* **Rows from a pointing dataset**
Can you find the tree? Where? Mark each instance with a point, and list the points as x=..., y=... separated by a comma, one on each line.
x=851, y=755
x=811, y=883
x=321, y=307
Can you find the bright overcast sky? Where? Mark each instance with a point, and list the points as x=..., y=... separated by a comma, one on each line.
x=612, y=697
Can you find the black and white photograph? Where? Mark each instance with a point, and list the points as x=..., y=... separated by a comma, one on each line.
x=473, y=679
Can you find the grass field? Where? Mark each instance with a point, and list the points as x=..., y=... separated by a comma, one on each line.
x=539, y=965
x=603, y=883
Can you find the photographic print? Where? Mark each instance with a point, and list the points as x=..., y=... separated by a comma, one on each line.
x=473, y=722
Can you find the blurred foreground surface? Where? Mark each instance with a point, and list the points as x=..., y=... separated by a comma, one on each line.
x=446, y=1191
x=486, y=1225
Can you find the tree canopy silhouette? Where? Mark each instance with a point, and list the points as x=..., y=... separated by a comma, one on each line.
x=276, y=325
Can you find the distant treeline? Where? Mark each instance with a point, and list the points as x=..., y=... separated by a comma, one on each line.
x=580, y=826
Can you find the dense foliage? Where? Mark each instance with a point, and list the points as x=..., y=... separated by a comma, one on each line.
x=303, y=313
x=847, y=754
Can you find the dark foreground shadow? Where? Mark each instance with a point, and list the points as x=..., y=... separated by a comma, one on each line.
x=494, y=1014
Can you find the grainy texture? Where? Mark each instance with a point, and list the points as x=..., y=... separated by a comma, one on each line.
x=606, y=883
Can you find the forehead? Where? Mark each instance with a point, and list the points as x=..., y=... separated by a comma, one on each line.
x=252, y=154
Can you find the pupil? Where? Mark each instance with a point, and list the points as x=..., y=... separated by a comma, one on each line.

* **Task goal**
Copy out all of the rows above, swapping "one on each line" for "one per line" wherever it occurs. Keep everything else the same.

* **Response to this task**
Can you find the tree? Where? Mark each instance with a point, and list the points as x=..., y=... separated by a comma, one per line.
x=851, y=755
x=811, y=883
x=321, y=307
Can you find the bright overcast sky? Where? Mark each instance with a point, and list the points as x=..., y=... separated by a comma, one per line.
x=612, y=697
Can you find the black and white photograph? Where? Mark each instance with a point, and list the points as x=..., y=... separated by a comma, one per line.
x=473, y=679
Can you find the grass field? Where? Mark each instance with a point, and list the points as x=..., y=... separated by a comma, one per line.
x=539, y=965
x=603, y=883
Can you find the photographic print? Where? Mark each instance with a point, and list the points as x=..., y=... separated by a comma, one per line.
x=473, y=722
Can you find the blurred foreground surface? Where? Mark each instance with a point, and list the points as x=..., y=... separated by a comma, one per line.
x=446, y=1191
x=486, y=1225
Can you find the tree canopy silhouette? Where? Mark each instance with a point, and list the points as x=..., y=... separated by a comma, one per line.
x=276, y=325
Can you find the distant treeline? Where? Mark each instance with a point, and list the points as x=..., y=... separated by a comma, one per line.
x=580, y=826
Can you find the dense foliage? Where? Mark each instance with a point, and list the points as x=..., y=... separated by a comma, one per line.
x=303, y=313
x=847, y=754
Can you find the dark foreground shadow? Where? Mark each instance with a point, and list the points as x=..., y=... separated by a comma, one per line.
x=494, y=1014
Can you find the grainy texture? Where? Mark each instance with a point, and list the points as x=..., y=... separated by a comma, one per line.
x=606, y=883
Can you find the forehead? Where? Mark each instance with a point, and list the points as x=..., y=... separated by a comma, one per line.
x=252, y=154
Can you find the pupil? Where? Mark each instance with a point, and list the points as x=..., y=... separated by a comma, one per line.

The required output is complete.